Lines of data
════════════════════

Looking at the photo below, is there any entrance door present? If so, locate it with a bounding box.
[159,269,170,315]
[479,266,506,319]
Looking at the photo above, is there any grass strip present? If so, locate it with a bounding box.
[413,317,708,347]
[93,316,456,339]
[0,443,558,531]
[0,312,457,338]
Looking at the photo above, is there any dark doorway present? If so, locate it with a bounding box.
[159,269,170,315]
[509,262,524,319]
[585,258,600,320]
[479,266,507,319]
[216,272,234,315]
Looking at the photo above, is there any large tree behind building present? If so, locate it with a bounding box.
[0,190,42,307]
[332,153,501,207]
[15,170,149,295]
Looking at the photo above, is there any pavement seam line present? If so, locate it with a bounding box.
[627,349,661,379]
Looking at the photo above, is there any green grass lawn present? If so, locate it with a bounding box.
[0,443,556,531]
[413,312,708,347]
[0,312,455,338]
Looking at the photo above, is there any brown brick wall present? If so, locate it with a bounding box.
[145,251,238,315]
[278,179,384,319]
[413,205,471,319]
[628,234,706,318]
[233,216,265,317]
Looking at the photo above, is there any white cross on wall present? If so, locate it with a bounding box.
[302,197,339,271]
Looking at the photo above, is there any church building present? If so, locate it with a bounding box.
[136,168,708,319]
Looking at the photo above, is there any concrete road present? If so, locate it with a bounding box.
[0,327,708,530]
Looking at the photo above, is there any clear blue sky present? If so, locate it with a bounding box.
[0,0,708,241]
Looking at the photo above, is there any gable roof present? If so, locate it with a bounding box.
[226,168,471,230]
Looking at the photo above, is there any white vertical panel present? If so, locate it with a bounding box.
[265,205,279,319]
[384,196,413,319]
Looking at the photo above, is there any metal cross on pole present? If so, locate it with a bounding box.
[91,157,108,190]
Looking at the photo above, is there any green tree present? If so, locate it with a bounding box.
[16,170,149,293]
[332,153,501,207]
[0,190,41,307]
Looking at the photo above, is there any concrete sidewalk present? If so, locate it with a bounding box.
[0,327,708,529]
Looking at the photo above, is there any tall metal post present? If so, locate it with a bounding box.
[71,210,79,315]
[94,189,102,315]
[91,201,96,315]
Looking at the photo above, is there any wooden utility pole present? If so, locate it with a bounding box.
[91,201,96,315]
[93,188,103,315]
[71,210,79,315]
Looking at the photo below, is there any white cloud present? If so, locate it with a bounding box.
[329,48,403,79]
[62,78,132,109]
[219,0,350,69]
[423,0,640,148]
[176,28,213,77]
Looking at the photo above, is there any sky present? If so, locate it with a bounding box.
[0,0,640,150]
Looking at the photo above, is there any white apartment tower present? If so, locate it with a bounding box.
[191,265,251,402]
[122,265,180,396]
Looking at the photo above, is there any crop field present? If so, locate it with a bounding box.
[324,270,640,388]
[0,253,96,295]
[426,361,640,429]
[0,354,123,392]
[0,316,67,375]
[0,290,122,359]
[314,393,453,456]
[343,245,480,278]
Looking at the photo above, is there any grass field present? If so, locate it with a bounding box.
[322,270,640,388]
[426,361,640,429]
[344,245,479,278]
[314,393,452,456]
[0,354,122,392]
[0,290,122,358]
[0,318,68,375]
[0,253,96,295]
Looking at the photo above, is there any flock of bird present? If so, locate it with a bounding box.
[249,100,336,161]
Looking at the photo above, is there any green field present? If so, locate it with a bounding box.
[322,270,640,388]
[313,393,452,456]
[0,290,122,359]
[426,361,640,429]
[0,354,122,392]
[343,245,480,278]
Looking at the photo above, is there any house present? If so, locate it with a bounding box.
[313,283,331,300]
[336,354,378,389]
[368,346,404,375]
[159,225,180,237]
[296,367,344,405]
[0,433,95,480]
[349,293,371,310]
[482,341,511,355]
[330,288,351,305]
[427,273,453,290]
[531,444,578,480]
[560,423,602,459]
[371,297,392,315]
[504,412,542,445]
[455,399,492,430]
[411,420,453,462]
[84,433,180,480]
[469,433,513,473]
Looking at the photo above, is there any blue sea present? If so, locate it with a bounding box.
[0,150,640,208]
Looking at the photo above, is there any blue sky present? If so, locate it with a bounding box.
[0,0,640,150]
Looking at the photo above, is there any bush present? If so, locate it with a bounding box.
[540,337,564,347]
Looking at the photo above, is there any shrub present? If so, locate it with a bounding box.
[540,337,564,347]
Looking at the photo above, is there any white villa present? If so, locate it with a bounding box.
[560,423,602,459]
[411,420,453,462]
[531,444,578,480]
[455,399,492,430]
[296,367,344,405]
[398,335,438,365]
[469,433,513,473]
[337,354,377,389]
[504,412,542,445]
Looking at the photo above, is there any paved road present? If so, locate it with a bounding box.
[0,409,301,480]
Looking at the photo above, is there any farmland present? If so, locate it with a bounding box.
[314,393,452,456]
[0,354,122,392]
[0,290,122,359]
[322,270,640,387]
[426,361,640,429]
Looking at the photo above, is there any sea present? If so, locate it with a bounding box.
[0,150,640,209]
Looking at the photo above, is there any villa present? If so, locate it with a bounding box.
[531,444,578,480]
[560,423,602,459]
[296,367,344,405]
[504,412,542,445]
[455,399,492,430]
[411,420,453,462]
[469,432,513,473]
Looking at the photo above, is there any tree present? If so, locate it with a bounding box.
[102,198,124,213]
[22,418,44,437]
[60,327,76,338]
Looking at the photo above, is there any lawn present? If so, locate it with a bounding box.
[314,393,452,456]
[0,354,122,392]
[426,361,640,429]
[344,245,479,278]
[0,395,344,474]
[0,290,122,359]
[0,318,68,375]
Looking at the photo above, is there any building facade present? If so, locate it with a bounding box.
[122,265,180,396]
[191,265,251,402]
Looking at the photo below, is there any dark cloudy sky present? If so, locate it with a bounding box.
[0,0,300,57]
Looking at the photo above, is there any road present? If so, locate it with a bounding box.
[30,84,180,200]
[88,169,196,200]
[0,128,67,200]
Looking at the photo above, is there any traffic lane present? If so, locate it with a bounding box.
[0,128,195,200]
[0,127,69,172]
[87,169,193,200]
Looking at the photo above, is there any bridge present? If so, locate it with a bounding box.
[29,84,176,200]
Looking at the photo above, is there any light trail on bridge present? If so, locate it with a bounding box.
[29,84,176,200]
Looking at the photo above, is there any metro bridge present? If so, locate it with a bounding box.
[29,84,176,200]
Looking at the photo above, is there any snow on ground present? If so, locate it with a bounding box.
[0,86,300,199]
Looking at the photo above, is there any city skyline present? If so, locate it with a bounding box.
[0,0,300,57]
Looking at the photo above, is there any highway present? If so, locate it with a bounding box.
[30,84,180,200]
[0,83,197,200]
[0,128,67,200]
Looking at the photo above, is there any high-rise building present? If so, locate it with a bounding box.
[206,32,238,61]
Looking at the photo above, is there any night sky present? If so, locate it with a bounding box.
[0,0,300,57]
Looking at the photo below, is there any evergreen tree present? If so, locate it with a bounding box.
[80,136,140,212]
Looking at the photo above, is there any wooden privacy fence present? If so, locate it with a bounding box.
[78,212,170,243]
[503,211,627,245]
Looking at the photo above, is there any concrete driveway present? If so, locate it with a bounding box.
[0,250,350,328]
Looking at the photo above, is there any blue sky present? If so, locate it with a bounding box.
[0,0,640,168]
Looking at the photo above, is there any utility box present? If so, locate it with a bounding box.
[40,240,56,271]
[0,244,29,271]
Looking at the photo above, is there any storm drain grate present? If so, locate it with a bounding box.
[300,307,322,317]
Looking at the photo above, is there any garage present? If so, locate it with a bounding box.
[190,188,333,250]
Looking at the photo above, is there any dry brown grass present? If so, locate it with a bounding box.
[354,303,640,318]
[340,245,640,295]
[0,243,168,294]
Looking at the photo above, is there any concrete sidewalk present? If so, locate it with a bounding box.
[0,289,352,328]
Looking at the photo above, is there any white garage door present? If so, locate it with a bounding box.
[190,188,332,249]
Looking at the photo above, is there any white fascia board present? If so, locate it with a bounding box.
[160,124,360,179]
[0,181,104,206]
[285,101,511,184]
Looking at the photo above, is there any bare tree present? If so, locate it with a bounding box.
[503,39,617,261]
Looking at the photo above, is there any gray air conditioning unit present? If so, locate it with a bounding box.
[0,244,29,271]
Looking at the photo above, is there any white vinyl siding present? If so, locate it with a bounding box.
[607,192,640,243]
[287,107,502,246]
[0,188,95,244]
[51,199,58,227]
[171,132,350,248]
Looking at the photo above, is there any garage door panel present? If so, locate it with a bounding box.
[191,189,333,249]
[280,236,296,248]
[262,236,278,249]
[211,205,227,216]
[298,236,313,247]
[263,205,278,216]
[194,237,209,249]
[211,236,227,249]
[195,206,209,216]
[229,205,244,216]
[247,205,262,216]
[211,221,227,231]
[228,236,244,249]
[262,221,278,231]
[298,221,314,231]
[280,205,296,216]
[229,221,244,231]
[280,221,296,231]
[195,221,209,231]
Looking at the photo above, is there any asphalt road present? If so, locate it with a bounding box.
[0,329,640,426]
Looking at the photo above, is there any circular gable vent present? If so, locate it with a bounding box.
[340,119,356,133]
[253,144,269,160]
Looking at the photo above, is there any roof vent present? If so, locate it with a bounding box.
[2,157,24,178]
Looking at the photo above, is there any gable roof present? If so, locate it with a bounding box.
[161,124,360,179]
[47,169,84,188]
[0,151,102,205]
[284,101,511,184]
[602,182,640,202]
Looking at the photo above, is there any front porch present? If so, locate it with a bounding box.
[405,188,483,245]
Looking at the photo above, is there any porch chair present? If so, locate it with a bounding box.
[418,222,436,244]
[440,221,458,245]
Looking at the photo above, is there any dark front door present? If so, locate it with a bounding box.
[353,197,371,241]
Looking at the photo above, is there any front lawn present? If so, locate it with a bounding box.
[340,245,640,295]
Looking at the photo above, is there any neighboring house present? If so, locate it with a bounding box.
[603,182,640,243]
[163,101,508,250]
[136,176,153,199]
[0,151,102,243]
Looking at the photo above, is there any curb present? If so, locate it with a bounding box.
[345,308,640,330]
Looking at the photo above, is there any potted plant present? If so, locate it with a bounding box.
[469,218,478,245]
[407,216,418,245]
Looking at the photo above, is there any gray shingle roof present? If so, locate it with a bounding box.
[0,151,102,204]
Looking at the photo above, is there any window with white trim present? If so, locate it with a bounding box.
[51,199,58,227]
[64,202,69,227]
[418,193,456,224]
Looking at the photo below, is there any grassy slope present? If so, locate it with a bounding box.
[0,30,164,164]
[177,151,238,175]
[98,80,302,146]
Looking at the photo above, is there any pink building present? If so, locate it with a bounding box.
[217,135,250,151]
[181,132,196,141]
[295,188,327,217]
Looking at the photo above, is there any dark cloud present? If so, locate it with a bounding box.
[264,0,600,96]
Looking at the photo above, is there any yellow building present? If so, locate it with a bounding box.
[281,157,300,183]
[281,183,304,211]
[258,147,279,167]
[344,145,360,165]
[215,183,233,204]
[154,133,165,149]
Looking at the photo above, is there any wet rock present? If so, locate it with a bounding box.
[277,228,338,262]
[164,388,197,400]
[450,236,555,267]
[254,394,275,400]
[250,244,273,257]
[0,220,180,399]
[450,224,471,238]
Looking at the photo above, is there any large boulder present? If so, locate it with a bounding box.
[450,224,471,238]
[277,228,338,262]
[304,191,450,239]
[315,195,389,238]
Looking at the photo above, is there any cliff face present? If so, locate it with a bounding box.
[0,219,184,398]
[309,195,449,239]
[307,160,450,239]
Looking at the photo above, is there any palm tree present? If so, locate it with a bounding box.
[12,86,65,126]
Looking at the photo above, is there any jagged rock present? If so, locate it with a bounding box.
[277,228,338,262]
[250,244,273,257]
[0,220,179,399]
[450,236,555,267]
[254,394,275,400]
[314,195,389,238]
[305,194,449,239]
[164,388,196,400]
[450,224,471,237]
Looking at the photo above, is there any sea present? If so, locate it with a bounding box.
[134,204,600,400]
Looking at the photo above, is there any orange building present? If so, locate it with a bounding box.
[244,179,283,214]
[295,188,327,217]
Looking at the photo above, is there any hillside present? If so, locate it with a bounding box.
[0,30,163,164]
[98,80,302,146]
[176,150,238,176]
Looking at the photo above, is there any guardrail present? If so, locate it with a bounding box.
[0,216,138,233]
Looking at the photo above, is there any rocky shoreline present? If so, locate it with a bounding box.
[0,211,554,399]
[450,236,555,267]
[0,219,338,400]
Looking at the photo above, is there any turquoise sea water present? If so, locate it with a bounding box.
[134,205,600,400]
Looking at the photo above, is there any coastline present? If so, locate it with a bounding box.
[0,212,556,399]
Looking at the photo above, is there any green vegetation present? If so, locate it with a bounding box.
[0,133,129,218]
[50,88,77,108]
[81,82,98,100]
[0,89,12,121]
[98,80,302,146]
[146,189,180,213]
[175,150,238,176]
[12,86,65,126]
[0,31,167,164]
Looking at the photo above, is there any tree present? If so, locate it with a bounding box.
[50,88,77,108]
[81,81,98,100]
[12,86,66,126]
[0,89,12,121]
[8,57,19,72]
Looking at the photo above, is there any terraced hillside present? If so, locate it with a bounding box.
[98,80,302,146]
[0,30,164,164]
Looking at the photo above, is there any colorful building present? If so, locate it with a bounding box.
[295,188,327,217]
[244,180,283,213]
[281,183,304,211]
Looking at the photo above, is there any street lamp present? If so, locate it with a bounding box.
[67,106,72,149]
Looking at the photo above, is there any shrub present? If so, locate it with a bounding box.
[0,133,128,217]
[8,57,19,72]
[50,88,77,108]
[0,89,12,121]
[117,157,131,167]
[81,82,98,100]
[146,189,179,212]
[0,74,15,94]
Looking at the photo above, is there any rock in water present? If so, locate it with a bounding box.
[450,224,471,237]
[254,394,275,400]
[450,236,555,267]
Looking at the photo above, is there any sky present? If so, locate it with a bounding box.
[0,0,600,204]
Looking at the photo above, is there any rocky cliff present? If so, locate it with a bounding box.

════════════════════

→ PROBLEM TO SOLVE: Set out the lines from the start of the records above through the line containing "[233,216,265,317]" as a numbered list, leaving out any blank lines.

→ OUTPUT FOR THIS EXERCISE:
1. Looking at the photo below, is there any entrance door present? If so, locate it with a bounding box.
2. [159,269,170,315]
3. [479,266,506,319]
4. Looking at the photo above, is there any grass strip present? If so, locate it with a bounding box.
5. [413,317,708,347]
6. [93,316,456,339]
7. [0,443,558,531]
8. [0,312,457,338]
9. Looking at the photo above, is there any dark doorway present? If so, locate it with a bounding box.
10. [159,269,170,315]
11. [509,262,524,319]
12. [585,258,600,320]
13. [479,266,507,319]
14. [216,272,234,315]
15. Looking at the photo above, is there any large tree behind building present? If so, locate it with a bounding box.
16. [0,190,42,307]
17. [332,153,501,207]
18. [15,170,149,295]
19. Looking at the photo above, is there any pavement seam line present? If so, locate it with a bounding box.
20. [627,349,661,379]
21. Looking at the photo above, is there any green grass lawn present? If so, locate it with a bounding box.
22. [0,443,556,531]
23. [413,312,708,347]
24. [0,312,455,338]
25. Looking at the photo above, is there any brown brick wall present? If so, locate it with a bounding box.
26. [145,251,238,315]
27. [278,179,384,319]
28. [413,205,471,319]
29. [628,234,706,318]
30. [233,216,265,317]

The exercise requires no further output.